Outline records for named regions -
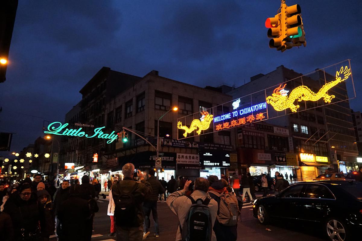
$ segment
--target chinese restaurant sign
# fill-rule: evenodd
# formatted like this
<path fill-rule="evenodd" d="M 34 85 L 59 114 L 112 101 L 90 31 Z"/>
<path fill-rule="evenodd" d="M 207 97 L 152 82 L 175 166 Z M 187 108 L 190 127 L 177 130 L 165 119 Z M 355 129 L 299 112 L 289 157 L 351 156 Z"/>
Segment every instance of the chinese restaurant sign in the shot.
<path fill-rule="evenodd" d="M 110 144 L 115 140 L 118 139 L 118 135 L 114 130 L 109 134 L 104 133 L 102 129 L 105 126 L 98 127 L 94 129 L 93 133 L 90 134 L 85 134 L 85 132 L 81 131 L 82 128 L 77 129 L 71 129 L 66 128 L 69 124 L 67 123 L 63 124 L 60 122 L 52 122 L 48 125 L 47 130 L 44 131 L 44 133 L 48 134 L 53 134 L 58 135 L 68 135 L 72 137 L 84 137 L 87 138 L 99 138 L 108 139 L 107 143 Z"/>
<path fill-rule="evenodd" d="M 352 79 L 351 74 L 350 64 L 347 60 L 266 89 L 251 90 L 251 92 L 257 92 L 178 118 L 178 139 L 253 125 L 258 121 L 355 98 L 355 92 L 352 94 L 348 92 L 349 88 L 346 87 L 347 83 L 351 82 L 354 91 L 353 79 L 346 82 Z M 338 84 L 344 85 L 342 88 L 346 90 L 345 93 L 333 92 L 333 87 Z M 287 86 L 296 87 L 287 90 Z M 240 91 L 242 92 L 243 90 Z M 332 94 L 335 92 L 339 94 L 338 98 Z M 349 96 L 353 97 L 349 99 Z M 307 104 L 311 102 L 315 103 Z M 272 132 L 286 135 L 290 134 L 289 130 L 285 128 L 274 127 Z"/>

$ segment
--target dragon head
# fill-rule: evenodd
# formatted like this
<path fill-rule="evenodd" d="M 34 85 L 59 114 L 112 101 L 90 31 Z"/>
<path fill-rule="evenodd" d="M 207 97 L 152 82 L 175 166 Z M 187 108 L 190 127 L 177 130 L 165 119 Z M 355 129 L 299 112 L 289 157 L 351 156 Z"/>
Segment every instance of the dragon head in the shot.
<path fill-rule="evenodd" d="M 288 92 L 289 92 L 289 90 L 284 89 L 286 85 L 286 84 L 285 84 L 282 87 L 282 84 L 281 84 L 274 89 L 272 96 L 266 98 L 266 103 L 269 104 L 271 102 L 276 102 L 280 100 L 286 99 L 288 96 Z"/>

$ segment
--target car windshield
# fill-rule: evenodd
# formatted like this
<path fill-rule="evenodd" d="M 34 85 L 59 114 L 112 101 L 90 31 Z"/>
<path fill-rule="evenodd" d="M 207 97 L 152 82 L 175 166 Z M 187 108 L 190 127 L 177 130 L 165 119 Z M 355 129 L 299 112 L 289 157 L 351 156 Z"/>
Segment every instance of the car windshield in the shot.
<path fill-rule="evenodd" d="M 317 178 L 327 178 L 332 176 L 332 174 L 321 174 L 317 177 Z"/>
<path fill-rule="evenodd" d="M 350 185 L 344 185 L 341 188 L 345 191 L 362 201 L 362 183 L 354 182 Z"/>

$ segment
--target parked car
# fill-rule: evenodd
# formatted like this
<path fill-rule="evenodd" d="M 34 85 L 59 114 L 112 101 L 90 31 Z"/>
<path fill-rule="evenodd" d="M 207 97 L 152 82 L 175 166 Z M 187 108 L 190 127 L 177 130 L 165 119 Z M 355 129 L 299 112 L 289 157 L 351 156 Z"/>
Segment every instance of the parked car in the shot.
<path fill-rule="evenodd" d="M 258 191 L 261 190 L 261 175 L 254 176 L 253 177 L 254 180 L 254 185 L 255 186 L 255 191 Z M 272 178 L 266 176 L 266 180 L 268 181 L 268 187 L 271 190 L 274 189 L 275 182 Z"/>
<path fill-rule="evenodd" d="M 340 173 L 329 173 L 328 174 L 321 174 L 313 179 L 313 181 L 323 181 L 323 180 L 345 180 L 346 176 Z"/>
<path fill-rule="evenodd" d="M 299 182 L 275 196 L 257 199 L 253 212 L 263 224 L 275 218 L 313 225 L 318 223 L 331 240 L 352 240 L 362 226 L 362 182 L 333 180 Z"/>
<path fill-rule="evenodd" d="M 346 176 L 346 179 L 348 180 L 355 180 L 356 178 L 356 175 L 358 173 L 354 171 L 351 173 L 349 173 Z"/>

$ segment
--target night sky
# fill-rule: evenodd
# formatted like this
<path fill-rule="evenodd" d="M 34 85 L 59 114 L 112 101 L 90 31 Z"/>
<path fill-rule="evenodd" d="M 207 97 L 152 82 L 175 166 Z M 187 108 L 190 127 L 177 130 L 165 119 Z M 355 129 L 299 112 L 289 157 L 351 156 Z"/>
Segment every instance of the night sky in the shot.
<path fill-rule="evenodd" d="M 11 151 L 20 152 L 42 136 L 43 120 L 64 121 L 103 66 L 237 87 L 281 65 L 306 73 L 351 59 L 351 107 L 362 111 L 361 1 L 286 3 L 300 5 L 307 45 L 282 53 L 269 48 L 264 25 L 278 0 L 20 1 L 0 83 L 0 131 L 16 133 Z"/>

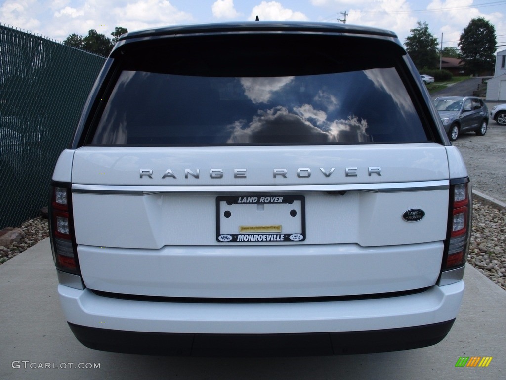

Set problem - Arrange every line of the listing above as a numbered list, omitting blank lines and excluding the pictures.

Finished task -
1. $ segment
2. --target chinese restaurant sign
3. # fill-rule: evenodd
4. # formatted like this
5. <path fill-rule="evenodd" d="M 34 85 L 59 114 L 112 101 L 90 31 Z"/>
6. <path fill-rule="evenodd" d="M 207 97 L 152 82 L 175 166 Z M 187 108 L 190 127 L 177 130 L 165 119 Z M 355 129 L 299 112 L 289 157 L 351 156 Z"/>
7. Segment every instance of the chinese restaurant sign in the shot.
8. <path fill-rule="evenodd" d="M 110 144 L 115 140 L 118 139 L 118 135 L 114 130 L 109 134 L 104 133 L 102 129 L 105 126 L 98 127 L 94 129 L 93 133 L 90 134 L 85 134 L 85 132 L 81 131 L 82 128 L 77 129 L 71 129 L 66 128 L 69 124 L 67 123 L 63 124 L 60 122 L 52 122 L 48 125 L 47 130 L 44 131 L 44 133 L 48 134 L 53 134 L 58 135 L 68 135 L 72 137 L 84 137 L 87 138 L 99 138 L 108 139 L 107 143 Z"/>
9. <path fill-rule="evenodd" d="M 352 79 L 351 74 L 350 64 L 347 60 L 266 89 L 251 90 L 251 92 L 257 92 L 178 118 L 178 139 L 253 125 L 258 121 L 355 98 L 355 92 L 352 94 L 348 92 L 349 88 L 346 87 L 347 83 L 351 82 L 354 91 L 353 79 L 346 82 Z M 338 84 L 344 85 L 342 88 L 346 90 L 345 93 L 333 92 L 333 87 Z M 287 86 L 296 87 L 287 90 Z M 240 91 L 242 92 L 243 90 Z M 332 94 L 335 92 L 339 94 L 338 98 Z M 349 96 L 353 97 L 349 99 Z M 307 104 L 311 102 L 315 103 Z M 272 132 L 286 135 L 290 134 L 289 130 L 285 128 L 274 127 Z"/>
10. $ segment
11. --target dragon head
12. # fill-rule: evenodd
13. # formatted like this
14. <path fill-rule="evenodd" d="M 34 85 L 59 114 L 112 101 L 90 31 Z"/>
15. <path fill-rule="evenodd" d="M 207 97 L 152 82 L 175 166 Z M 187 108 L 190 127 L 177 130 L 165 119 Z M 355 129 L 299 112 L 289 157 L 351 156 Z"/>
16. Segment every instance of the dragon head in the shot.
17. <path fill-rule="evenodd" d="M 288 92 L 289 92 L 289 90 L 284 89 L 286 85 L 286 84 L 285 84 L 282 87 L 282 84 L 281 84 L 274 89 L 272 96 L 266 98 L 266 103 L 269 104 L 271 102 L 276 102 L 280 100 L 286 99 L 288 96 Z"/>
18. $ segment
19. --target car windshield
20. # fill-rule: evenodd
21. # formatted like this
22. <path fill-rule="evenodd" d="M 34 85 L 59 114 L 112 101 L 90 31 Z"/>
23. <path fill-rule="evenodd" d="M 207 97 L 152 82 L 175 166 Z M 187 108 L 190 127 L 177 130 L 165 119 Z M 355 129 L 299 112 L 289 157 L 351 156 Z"/>
24. Segment every instance of the car windshield in the shot.
25. <path fill-rule="evenodd" d="M 317 178 L 327 178 L 332 176 L 332 174 L 321 174 L 317 177 Z"/>
26. <path fill-rule="evenodd" d="M 350 185 L 344 185 L 341 188 L 345 191 L 362 201 L 362 183 L 354 182 Z"/>
27. $ segment
28. --target parked car
29. # fill-rule: evenodd
30. # formatted like this
31. <path fill-rule="evenodd" d="M 34 85 L 59 114 L 112 101 L 90 31 Z"/>
32. <path fill-rule="evenodd" d="M 207 97 L 152 82 L 175 166 Z M 187 108 L 190 127 L 177 130 L 165 119 Z M 355 129 L 299 112 L 289 157 L 351 156 Z"/>
33. Segment every instance of the parked car in the shot.
34. <path fill-rule="evenodd" d="M 258 191 L 261 190 L 261 175 L 254 176 L 253 177 L 254 180 L 254 185 L 255 186 L 255 191 Z M 272 178 L 266 176 L 266 180 L 268 181 L 268 187 L 271 190 L 274 189 L 275 182 Z"/>
35. <path fill-rule="evenodd" d="M 340 173 L 329 173 L 328 174 L 321 174 L 313 179 L 313 181 L 323 181 L 323 180 L 345 180 L 346 176 Z"/>
36. <path fill-rule="evenodd" d="M 299 182 L 275 196 L 257 199 L 253 212 L 263 224 L 275 218 L 313 225 L 318 223 L 331 240 L 352 240 L 362 226 L 362 182 L 333 180 Z"/>
37. <path fill-rule="evenodd" d="M 346 176 L 346 179 L 348 180 L 355 180 L 356 178 L 356 175 L 358 173 L 354 171 L 351 173 L 349 173 Z"/>
38. $ segment
39. --target night sky
40. # fill-rule: evenodd
41. # formatted like this
42. <path fill-rule="evenodd" d="M 34 85 L 59 114 L 112 101 L 90 31 Z"/>
43. <path fill-rule="evenodd" d="M 207 97 L 152 82 L 175 166 Z M 187 108 L 190 127 L 177 130 L 165 119 Z M 355 129 L 299 112 L 289 157 L 351 156 Z"/>
44. Segment every instance of the night sky in the shot.
45. <path fill-rule="evenodd" d="M 11 151 L 20 152 L 42 136 L 43 120 L 64 121 L 103 66 L 237 87 L 281 65 L 306 73 L 351 59 L 351 107 L 362 111 L 361 1 L 286 3 L 300 5 L 307 45 L 282 53 L 269 48 L 264 25 L 278 0 L 20 1 L 0 83 L 0 131 L 16 133 Z"/>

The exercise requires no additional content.